Dataset entries:
-.-.-
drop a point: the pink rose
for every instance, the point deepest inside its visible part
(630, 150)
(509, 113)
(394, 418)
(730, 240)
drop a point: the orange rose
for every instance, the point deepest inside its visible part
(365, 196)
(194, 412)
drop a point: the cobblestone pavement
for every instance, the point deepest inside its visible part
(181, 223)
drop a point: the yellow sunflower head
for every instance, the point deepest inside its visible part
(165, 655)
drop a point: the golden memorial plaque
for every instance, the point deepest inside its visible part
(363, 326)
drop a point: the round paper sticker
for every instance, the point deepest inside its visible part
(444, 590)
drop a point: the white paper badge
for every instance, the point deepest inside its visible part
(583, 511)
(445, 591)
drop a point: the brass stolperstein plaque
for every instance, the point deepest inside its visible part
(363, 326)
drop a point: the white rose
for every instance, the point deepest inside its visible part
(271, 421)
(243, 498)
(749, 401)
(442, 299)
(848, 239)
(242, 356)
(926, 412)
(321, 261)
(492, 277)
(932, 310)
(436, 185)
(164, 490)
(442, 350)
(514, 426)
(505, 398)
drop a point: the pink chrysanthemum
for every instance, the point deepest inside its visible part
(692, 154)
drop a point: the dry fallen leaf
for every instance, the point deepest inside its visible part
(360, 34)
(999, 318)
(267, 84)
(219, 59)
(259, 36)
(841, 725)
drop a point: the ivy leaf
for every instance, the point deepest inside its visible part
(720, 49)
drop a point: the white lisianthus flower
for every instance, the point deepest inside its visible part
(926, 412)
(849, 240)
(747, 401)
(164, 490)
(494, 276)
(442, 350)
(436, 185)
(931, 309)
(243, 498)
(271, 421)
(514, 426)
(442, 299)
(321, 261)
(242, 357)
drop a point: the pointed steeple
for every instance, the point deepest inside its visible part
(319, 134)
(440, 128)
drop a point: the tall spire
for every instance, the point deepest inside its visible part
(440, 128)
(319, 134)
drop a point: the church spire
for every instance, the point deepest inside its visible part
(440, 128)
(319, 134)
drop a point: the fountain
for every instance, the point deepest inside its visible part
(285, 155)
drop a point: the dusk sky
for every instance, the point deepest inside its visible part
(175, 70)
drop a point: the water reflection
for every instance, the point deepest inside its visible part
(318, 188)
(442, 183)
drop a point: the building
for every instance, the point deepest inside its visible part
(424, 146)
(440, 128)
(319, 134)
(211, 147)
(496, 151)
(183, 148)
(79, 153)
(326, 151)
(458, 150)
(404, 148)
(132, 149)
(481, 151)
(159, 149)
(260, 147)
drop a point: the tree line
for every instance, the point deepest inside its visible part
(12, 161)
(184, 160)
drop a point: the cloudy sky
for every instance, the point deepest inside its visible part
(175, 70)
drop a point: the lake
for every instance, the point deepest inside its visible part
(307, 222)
-.-.-
[EXERCISE OBJECTIVE] Could you set down exactly the lines above, from the one containing "drop a point: the fountain" through the last, including both and nothing else?

[RESPONSE TO THE EXERCISE]
drop a point: the fountain
for every instance, the point deepest inside its visible part
(285, 155)
drop a point: the dusk sky
for every instance, the point deepest inside its visible part
(175, 70)
drop a point: the water reflection
for every instance, the point deepest inside its visible part
(318, 188)
(442, 183)
drop a point: the building
for every instance, the point deepest inside its visible part
(424, 146)
(440, 128)
(319, 134)
(211, 147)
(496, 151)
(183, 148)
(79, 153)
(326, 151)
(458, 150)
(404, 148)
(132, 149)
(481, 151)
(159, 149)
(260, 147)
drop a point: the tree line
for every instance, the point deepest inside its visible part
(12, 161)
(184, 160)
drop a point: the cloudy sky
for every instance, the point deepest inside its visible part
(175, 70)
drop a point: the lake
for every instance, the point deepest inside its visible part
(307, 222)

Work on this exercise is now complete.